━━━━━ Texto mostrado ━━━━━

El tipo del urbanita —que se manifiesta naturalmente en una multitud de formas individuales— crea para sí mismo un órgano de protección contra el desarraigo con que lo amenazan la fluidez y los contrastes del medio ambiente; reacciona ante ellos no con sus sentimientos, sino con su razón, a la cual la exaltación de la conciencia —y por las razones mismas que la hicieron nacer— le confiere primacía; así, la reacción a los fenómenos nuevos se ve transferida al órgano psíquico menos sensible, el más alejado de las profundidades de la personalidad.
A diferencia del pueblo, donde más o menos todo es conocido y relativamente estable, las ciudades ofrecen tal cantidad de estímulos a los ciudadanos que no queda más remedio que dejar de guiarse por la emoción y pasar a guiarse por la razón. Anular el impulso natural de ayudar a un mendigo, por ejemplo, con el razonamiento de que es imposible ayudarlos a todos y acabar con el problema.

━━━━━

= Partes del ejercicio =
A) Según el texto mostrado, ¿con qué reacciona el urbanita ante la fluidez y los contrastes del medio ambiente, en lugar de con sus sentimientos?
B) Enumere, en orden de aparición, todas las palabras del texto mostrado que terminan en «-ción».
C) Resuma en forma de lista el párrafo del texto mostrado que empieza con «A diferencia del pueblo», conservando sus datos principales.

━━━━━ Registros extraídos ━━━━━

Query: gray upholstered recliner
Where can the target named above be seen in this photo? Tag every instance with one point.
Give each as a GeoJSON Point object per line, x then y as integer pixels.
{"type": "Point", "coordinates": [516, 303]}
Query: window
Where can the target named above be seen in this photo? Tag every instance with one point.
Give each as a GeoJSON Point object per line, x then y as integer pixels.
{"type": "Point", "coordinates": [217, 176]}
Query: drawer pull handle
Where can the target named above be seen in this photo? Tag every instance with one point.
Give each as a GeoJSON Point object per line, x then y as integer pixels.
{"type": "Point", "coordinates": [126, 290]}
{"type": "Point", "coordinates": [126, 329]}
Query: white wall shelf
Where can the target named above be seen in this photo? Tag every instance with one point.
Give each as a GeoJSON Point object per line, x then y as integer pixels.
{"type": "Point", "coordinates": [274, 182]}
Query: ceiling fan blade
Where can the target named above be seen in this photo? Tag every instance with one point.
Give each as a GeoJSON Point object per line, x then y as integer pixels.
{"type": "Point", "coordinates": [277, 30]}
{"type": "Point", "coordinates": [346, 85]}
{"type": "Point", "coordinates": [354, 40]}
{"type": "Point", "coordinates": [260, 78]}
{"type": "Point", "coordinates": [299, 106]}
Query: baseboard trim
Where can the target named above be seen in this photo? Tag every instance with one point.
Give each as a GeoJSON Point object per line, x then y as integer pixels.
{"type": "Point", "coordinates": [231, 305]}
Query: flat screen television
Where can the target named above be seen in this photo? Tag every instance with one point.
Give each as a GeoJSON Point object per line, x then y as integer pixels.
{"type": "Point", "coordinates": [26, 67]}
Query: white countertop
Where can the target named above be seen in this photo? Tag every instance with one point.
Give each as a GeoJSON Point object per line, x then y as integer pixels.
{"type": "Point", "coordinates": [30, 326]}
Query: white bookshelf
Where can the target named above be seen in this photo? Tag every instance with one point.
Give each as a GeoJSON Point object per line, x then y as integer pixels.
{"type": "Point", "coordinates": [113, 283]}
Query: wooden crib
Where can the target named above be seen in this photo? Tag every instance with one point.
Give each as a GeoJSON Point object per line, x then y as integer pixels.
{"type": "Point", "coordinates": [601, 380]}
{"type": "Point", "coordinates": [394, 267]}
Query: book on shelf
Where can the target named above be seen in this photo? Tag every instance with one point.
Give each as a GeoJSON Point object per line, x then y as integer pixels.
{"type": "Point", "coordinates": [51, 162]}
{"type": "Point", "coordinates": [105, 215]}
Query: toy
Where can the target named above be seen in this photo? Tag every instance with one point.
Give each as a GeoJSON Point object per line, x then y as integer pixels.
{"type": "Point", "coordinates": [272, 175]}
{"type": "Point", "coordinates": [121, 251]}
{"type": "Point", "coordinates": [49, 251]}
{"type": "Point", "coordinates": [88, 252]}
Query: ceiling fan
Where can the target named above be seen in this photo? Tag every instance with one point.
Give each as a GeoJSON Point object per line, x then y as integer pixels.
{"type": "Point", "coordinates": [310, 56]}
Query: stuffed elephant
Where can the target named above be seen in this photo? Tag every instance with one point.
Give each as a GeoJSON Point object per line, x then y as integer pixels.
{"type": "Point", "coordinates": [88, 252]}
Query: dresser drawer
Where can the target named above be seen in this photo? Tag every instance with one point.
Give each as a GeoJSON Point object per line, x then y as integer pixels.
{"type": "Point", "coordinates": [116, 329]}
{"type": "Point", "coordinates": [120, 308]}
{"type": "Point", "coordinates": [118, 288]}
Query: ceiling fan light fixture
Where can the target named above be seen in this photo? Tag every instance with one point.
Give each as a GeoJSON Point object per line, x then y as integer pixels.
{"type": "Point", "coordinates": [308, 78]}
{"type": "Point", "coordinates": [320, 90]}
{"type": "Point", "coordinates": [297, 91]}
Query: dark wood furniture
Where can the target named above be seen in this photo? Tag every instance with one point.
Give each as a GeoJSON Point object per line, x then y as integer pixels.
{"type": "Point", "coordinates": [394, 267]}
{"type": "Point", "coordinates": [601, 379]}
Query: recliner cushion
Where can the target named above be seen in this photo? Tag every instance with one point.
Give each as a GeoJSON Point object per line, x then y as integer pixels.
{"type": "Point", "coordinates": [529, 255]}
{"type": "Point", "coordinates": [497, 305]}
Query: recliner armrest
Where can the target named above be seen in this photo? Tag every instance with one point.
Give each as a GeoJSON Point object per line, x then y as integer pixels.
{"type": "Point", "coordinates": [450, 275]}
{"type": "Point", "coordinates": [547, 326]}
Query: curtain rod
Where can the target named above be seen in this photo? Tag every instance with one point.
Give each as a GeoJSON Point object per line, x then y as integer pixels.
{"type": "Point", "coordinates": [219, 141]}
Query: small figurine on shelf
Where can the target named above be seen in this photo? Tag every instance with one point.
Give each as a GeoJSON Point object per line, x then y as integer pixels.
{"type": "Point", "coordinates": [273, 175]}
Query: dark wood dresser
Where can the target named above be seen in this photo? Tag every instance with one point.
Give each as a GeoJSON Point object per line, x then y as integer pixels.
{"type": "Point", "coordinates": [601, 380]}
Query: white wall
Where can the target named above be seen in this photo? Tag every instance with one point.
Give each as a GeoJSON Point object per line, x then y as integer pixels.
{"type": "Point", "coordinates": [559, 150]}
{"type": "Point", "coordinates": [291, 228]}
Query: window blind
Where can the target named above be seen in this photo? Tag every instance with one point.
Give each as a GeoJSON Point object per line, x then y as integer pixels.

━━━━━

= Respuestas =
A) Con su razón.

B) protección, exaltación, reacción, emoción

C)
- En el pueblo, más o menos todo es conocido y relativamente estable.
- Las ciudades ofrecen tantos estímulos que los ciudadanos deben dejar de guiarse por la emoción y guiarse por la razón.
- Un ejemplo es anular el impulso de ayudar a un mendigo razonando que es imposible ayudarlos a todos y acabar con el problema.